Everything from the line containing "Objective — one point on each instance of the ford" to the final line of the records below should be given again exactly, and nothing else.

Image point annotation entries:

§ §

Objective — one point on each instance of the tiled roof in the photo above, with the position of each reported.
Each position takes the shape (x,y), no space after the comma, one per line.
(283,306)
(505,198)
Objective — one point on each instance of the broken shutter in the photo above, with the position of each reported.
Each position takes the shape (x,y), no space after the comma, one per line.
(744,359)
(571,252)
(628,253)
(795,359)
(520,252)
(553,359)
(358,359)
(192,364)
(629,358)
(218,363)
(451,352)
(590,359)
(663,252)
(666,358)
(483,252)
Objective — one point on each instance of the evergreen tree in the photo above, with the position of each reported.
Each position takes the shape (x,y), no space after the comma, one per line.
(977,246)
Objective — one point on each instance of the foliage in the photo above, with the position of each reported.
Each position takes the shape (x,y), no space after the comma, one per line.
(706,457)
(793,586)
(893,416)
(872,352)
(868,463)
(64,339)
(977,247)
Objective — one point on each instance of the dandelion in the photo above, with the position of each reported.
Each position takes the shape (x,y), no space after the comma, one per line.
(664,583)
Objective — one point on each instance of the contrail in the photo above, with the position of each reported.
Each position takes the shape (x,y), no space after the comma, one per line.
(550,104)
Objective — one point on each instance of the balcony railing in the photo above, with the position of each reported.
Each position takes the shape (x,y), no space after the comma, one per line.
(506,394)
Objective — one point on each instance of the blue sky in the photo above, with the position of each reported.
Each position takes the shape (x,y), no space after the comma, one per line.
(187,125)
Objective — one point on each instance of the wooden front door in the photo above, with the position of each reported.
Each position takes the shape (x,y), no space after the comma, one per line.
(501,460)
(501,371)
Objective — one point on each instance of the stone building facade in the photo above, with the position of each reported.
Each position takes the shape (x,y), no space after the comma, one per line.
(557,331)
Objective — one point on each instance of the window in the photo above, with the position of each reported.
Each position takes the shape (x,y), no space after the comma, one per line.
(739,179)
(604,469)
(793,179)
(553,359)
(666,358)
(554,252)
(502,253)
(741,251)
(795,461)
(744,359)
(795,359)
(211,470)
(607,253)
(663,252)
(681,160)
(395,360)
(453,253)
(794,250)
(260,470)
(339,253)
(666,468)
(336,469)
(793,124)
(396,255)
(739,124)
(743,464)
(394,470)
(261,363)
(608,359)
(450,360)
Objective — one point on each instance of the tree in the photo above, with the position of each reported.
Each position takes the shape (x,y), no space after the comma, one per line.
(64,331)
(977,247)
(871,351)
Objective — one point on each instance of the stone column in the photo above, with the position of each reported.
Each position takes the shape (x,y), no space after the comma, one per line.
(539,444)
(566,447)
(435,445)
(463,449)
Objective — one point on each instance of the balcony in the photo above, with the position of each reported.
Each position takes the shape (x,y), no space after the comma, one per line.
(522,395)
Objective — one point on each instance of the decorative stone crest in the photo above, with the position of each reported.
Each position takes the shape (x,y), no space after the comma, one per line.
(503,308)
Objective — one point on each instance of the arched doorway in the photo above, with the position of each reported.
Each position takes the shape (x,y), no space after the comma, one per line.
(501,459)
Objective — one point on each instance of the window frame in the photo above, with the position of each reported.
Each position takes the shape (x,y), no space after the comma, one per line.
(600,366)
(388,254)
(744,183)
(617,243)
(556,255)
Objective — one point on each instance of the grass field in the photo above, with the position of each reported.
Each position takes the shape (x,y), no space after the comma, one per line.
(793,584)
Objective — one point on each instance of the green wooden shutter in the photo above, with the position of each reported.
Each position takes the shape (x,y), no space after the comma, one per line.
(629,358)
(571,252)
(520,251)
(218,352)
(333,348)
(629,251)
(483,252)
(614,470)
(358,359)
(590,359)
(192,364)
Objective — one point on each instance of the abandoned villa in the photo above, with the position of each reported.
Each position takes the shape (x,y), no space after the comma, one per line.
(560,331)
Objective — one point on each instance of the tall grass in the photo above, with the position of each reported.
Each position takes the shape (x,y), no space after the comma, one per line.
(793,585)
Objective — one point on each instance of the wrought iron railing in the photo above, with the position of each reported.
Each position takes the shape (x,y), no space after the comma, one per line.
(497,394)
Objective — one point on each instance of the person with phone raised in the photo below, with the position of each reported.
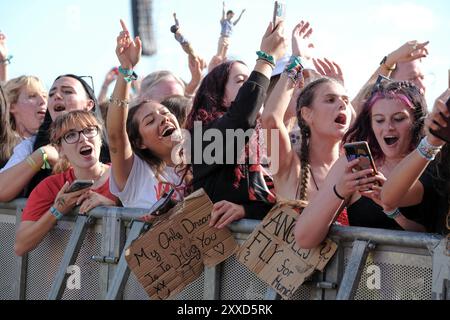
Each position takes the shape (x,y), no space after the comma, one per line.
(391,121)
(423,176)
(77,137)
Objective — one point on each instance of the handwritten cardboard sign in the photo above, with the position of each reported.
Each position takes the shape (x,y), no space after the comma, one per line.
(272,253)
(172,254)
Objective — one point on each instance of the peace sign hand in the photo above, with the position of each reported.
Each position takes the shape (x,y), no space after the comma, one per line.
(128,51)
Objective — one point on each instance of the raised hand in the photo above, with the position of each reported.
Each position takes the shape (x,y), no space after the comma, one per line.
(352,182)
(437,118)
(329,69)
(224,213)
(274,41)
(411,50)
(3,49)
(301,44)
(128,51)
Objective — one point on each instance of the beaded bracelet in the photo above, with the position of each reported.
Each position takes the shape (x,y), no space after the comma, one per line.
(266,57)
(393,214)
(129,74)
(294,69)
(56,213)
(427,150)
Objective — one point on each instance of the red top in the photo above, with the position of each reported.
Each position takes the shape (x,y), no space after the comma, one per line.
(44,195)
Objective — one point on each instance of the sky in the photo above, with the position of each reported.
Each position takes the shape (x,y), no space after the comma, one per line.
(48,38)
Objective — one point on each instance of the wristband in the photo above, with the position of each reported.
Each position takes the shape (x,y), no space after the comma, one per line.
(392,214)
(129,74)
(45,164)
(266,57)
(337,194)
(7,60)
(33,164)
(121,103)
(427,150)
(383,63)
(56,213)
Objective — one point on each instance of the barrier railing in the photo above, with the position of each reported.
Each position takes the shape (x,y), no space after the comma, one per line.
(81,258)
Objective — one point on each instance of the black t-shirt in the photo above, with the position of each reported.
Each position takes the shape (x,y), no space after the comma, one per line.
(434,203)
(430,212)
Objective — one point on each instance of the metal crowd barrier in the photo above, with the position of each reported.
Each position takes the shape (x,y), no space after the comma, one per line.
(370,264)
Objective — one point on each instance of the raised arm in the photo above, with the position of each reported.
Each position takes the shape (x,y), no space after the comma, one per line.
(109,78)
(411,50)
(403,187)
(224,15)
(3,58)
(21,168)
(275,109)
(128,52)
(239,18)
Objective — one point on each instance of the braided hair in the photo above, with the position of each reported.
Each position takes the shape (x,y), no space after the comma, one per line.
(305,100)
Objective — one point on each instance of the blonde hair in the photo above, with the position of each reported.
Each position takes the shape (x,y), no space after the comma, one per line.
(66,122)
(154,78)
(14,87)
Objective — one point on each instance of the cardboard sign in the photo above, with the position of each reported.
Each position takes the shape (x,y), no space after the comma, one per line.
(172,254)
(272,253)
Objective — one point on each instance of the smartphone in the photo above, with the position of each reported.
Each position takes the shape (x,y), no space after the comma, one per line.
(360,150)
(79,185)
(443,133)
(163,205)
(279,12)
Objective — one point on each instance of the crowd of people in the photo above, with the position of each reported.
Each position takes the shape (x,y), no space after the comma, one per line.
(125,144)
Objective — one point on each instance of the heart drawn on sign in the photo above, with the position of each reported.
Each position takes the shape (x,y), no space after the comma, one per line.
(219,248)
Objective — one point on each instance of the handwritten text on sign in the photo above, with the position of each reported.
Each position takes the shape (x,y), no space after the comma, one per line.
(272,253)
(172,254)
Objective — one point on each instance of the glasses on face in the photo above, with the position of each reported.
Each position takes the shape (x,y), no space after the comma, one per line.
(73,136)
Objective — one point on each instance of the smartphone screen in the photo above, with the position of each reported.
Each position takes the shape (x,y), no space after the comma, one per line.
(79,185)
(279,12)
(360,150)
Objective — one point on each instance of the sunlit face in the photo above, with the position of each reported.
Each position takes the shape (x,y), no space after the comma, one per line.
(239,73)
(85,152)
(156,126)
(164,89)
(331,112)
(67,94)
(411,71)
(29,110)
(392,123)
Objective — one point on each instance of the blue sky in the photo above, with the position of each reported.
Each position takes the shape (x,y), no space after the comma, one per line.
(49,37)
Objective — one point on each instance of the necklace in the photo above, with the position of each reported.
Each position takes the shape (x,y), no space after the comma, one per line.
(314,179)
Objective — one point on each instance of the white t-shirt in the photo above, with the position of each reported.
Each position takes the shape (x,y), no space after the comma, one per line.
(20,153)
(142,189)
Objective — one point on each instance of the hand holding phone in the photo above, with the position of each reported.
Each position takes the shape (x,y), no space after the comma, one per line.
(279,12)
(443,133)
(360,150)
(79,185)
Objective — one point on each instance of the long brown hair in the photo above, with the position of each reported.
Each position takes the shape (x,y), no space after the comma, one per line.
(305,100)
(8,137)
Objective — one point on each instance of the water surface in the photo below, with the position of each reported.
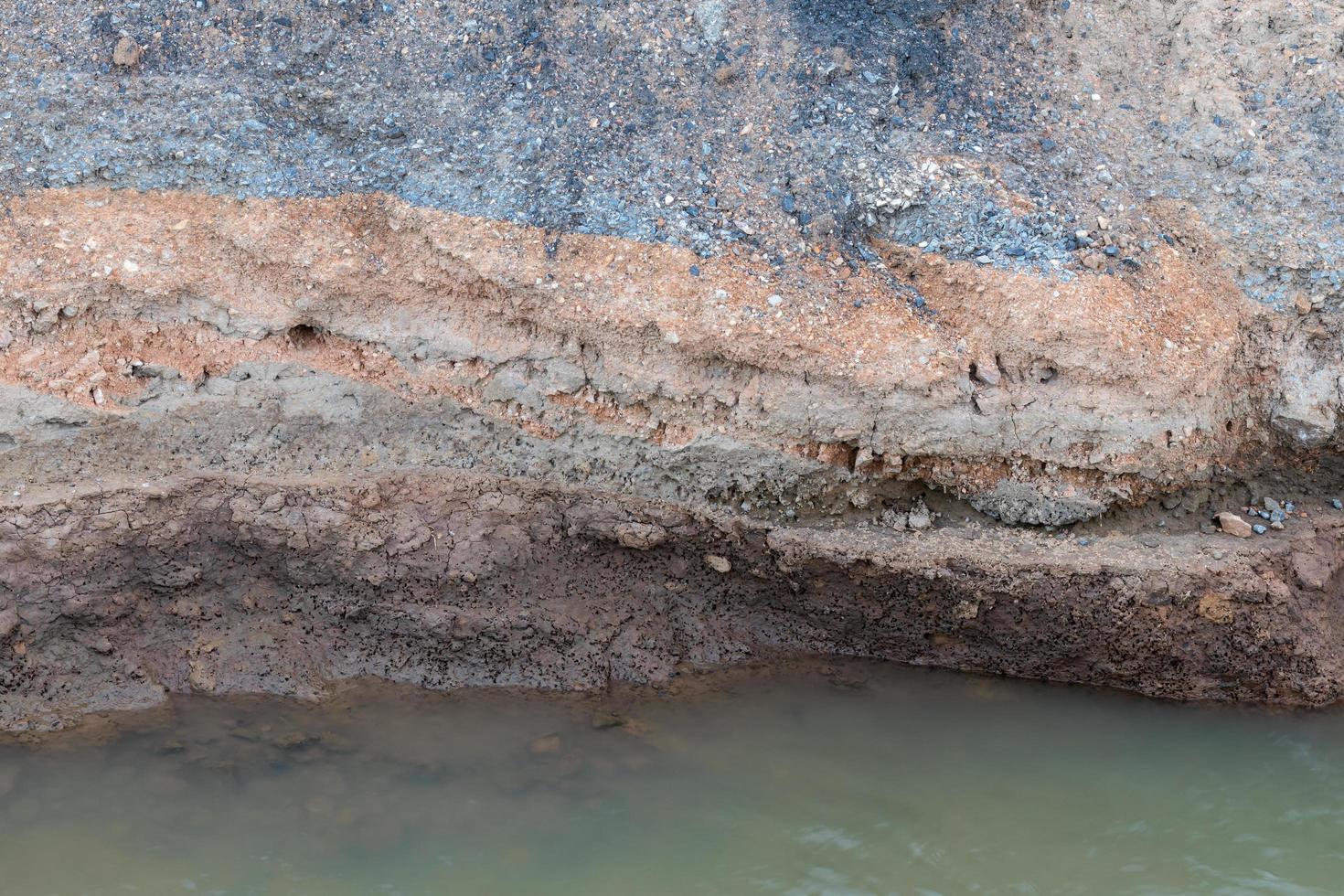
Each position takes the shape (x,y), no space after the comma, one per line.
(872,781)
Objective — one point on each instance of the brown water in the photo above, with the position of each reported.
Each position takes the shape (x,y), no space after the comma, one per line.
(891,781)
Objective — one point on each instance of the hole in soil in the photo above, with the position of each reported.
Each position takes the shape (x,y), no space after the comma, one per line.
(304,336)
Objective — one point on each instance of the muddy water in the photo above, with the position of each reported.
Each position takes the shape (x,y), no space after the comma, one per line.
(869,781)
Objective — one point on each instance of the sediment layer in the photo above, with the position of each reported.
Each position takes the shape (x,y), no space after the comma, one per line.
(562,344)
(266,445)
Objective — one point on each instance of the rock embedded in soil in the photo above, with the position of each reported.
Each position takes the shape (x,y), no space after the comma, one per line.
(509,344)
(1232,524)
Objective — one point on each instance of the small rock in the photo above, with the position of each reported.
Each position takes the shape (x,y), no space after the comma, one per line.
(920,516)
(126,53)
(1232,524)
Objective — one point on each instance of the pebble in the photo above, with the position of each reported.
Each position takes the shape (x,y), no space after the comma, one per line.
(126,53)
(1232,524)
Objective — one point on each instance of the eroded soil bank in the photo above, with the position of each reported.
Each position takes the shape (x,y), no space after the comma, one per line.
(466,343)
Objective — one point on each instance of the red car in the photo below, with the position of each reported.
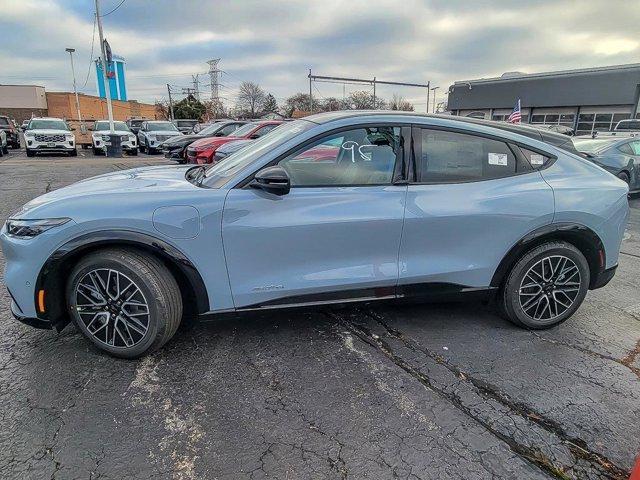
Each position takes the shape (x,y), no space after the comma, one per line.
(202,151)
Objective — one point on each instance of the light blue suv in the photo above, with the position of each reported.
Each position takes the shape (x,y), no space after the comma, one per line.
(338,207)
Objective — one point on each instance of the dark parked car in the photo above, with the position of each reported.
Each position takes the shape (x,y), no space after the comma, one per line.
(176,147)
(617,154)
(185,125)
(228,148)
(13,136)
(629,125)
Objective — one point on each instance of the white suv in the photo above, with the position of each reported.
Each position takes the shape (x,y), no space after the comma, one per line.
(153,133)
(47,135)
(100,137)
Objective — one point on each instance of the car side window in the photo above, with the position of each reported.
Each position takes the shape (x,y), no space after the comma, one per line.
(536,160)
(228,129)
(450,157)
(263,131)
(362,156)
(635,147)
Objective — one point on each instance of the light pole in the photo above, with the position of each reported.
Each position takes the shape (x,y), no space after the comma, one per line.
(434,98)
(75,90)
(114,140)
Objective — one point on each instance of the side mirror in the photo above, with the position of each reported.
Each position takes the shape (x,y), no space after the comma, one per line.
(273,180)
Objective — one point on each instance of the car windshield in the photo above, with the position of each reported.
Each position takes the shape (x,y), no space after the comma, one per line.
(245,129)
(593,145)
(159,126)
(220,173)
(628,125)
(211,129)
(118,126)
(47,125)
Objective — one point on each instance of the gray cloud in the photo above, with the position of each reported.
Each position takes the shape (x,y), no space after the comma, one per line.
(275,42)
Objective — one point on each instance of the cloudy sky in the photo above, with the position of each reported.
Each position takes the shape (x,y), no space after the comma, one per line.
(274,43)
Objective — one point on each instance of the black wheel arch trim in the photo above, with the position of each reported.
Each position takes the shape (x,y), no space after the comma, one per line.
(54,269)
(581,236)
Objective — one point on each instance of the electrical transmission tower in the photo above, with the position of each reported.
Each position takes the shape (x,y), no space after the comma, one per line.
(214,75)
(196,85)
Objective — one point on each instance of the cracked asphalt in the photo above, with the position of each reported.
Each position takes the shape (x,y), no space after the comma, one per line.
(414,392)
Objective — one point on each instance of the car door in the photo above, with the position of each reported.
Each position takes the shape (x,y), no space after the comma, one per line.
(334,237)
(634,182)
(141,133)
(472,199)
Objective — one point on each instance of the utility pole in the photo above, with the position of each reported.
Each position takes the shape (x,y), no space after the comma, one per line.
(105,65)
(196,86)
(170,103)
(428,94)
(310,94)
(75,90)
(434,98)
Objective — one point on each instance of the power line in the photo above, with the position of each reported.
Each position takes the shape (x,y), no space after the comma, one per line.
(111,11)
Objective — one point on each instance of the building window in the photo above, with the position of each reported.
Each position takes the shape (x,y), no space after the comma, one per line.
(504,118)
(565,119)
(598,122)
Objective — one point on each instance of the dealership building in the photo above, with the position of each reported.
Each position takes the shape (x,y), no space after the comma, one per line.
(587,100)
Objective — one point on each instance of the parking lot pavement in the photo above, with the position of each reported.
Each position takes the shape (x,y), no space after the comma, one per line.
(422,391)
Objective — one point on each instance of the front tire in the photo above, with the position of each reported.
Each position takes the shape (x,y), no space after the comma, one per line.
(124,301)
(546,286)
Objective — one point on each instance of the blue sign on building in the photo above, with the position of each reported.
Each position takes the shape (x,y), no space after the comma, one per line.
(116,76)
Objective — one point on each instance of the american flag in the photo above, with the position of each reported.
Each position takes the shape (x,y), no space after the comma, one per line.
(516,116)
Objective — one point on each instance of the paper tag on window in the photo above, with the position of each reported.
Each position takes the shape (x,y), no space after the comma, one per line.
(537,159)
(498,159)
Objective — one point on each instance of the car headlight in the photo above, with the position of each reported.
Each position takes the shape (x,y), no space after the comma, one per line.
(32,228)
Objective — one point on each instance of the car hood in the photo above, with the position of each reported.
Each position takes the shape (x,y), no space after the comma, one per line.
(214,141)
(181,140)
(50,131)
(164,132)
(142,180)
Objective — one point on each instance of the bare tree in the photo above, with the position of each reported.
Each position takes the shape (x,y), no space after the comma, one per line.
(214,109)
(399,103)
(250,99)
(297,101)
(363,100)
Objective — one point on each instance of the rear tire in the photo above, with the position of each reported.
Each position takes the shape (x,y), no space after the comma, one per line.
(97,288)
(546,286)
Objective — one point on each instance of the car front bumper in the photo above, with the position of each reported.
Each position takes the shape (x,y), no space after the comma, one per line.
(34,322)
(603,278)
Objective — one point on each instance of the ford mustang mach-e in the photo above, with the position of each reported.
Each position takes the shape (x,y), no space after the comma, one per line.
(336,207)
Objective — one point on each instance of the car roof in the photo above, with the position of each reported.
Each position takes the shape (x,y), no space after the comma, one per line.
(547,136)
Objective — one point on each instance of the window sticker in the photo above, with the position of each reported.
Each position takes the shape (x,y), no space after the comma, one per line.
(537,159)
(498,159)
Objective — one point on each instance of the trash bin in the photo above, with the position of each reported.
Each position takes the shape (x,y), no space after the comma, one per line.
(114,145)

§ §

### Output of the task
Objective — one point on each instance of the ford mustang mach-e in the photo above, with the position of each reported.
Each position takes the shape (x,y), no space after the comma, one per line.
(336,207)
Objective — one point on each instance of the car roof in the photo above, with the position of each reported.
Each position takes the shape (x,y), no space after the comma, one per line.
(547,136)
Objective — one point on each instance of the window sticker in the photo above, with the position of each reported.
Each position takes the shape (x,y), no space after the comma, one per line.
(537,159)
(498,159)
Objective — one point on each instance of the trash bin in the photo above, with the position of each reported.
Each position takes the shape (x,y), no space after the comma, one per line.
(114,145)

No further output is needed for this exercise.